> **WHAT YOU HAVE TO DO**
From the entries below, copy each line in which the word "mushroom" occurs.

[DATA Boundary: Start]

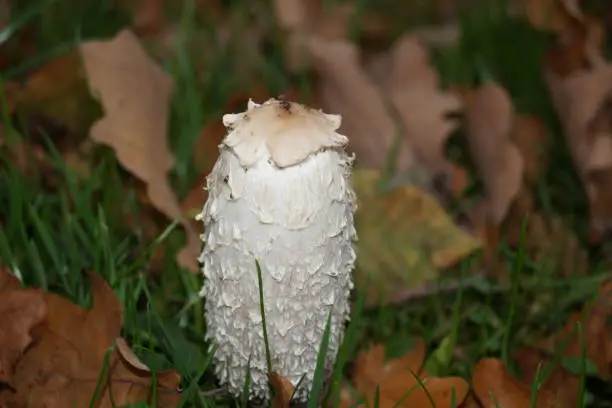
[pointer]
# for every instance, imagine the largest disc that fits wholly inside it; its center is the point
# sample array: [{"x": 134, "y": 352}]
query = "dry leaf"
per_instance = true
[
  {"x": 63, "y": 364},
  {"x": 596, "y": 330},
  {"x": 580, "y": 37},
  {"x": 345, "y": 88},
  {"x": 553, "y": 15},
  {"x": 134, "y": 381},
  {"x": 583, "y": 102},
  {"x": 21, "y": 310},
  {"x": 405, "y": 238},
  {"x": 283, "y": 390},
  {"x": 61, "y": 368},
  {"x": 397, "y": 380},
  {"x": 489, "y": 116},
  {"x": 564, "y": 385},
  {"x": 312, "y": 20},
  {"x": 413, "y": 86},
  {"x": 135, "y": 94},
  {"x": 496, "y": 388}
]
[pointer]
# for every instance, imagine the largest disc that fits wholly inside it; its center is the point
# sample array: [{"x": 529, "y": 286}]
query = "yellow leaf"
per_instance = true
[{"x": 405, "y": 238}]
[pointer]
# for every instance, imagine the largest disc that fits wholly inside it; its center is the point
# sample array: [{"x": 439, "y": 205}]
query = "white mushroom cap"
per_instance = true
[{"x": 285, "y": 132}]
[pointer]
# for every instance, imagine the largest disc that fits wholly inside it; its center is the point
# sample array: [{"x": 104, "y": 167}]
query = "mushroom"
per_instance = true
[{"x": 279, "y": 195}]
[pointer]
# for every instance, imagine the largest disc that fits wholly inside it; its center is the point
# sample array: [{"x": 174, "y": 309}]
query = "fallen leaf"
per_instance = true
[
  {"x": 596, "y": 330},
  {"x": 56, "y": 90},
  {"x": 564, "y": 385},
  {"x": 135, "y": 94},
  {"x": 130, "y": 381},
  {"x": 62, "y": 367},
  {"x": 283, "y": 390},
  {"x": 312, "y": 20},
  {"x": 402, "y": 379},
  {"x": 583, "y": 104},
  {"x": 580, "y": 37},
  {"x": 405, "y": 238},
  {"x": 65, "y": 363},
  {"x": 489, "y": 117},
  {"x": 496, "y": 388},
  {"x": 346, "y": 89},
  {"x": 552, "y": 15},
  {"x": 413, "y": 85},
  {"x": 21, "y": 310}
]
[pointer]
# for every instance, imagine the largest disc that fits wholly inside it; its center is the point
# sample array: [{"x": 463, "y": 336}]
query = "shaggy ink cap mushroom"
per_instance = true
[{"x": 279, "y": 193}]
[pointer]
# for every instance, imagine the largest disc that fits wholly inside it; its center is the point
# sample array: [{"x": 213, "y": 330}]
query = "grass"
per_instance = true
[{"x": 50, "y": 237}]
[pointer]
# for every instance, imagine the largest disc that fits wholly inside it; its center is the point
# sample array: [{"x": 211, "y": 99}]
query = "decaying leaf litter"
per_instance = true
[{"x": 460, "y": 244}]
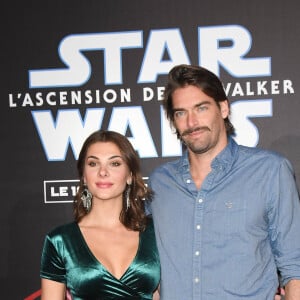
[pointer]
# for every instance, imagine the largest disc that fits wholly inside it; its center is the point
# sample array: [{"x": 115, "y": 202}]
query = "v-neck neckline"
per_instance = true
[{"x": 95, "y": 259}]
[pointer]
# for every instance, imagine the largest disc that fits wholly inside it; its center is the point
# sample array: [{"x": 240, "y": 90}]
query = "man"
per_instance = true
[{"x": 227, "y": 217}]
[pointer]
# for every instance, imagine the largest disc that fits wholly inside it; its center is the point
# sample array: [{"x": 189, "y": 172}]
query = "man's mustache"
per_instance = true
[{"x": 191, "y": 130}]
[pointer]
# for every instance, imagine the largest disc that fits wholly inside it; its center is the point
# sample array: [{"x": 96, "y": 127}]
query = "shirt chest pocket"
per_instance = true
[{"x": 226, "y": 218}]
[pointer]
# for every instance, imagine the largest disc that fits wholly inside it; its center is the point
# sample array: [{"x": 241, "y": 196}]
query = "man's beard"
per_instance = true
[{"x": 194, "y": 145}]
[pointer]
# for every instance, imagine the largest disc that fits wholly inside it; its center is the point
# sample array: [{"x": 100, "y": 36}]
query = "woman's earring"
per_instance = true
[
  {"x": 86, "y": 198},
  {"x": 127, "y": 196}
]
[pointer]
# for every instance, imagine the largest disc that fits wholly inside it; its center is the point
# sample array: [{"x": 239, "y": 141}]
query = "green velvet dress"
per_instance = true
[{"x": 66, "y": 258}]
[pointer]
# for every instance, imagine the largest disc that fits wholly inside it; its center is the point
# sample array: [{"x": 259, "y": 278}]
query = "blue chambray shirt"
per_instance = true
[{"x": 227, "y": 239}]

[DATA Boundary: End]

> **SOLUTION BELOW**
query = "white mushroom cap"
query = "mushroom"
query = "shaggy ink cap mushroom"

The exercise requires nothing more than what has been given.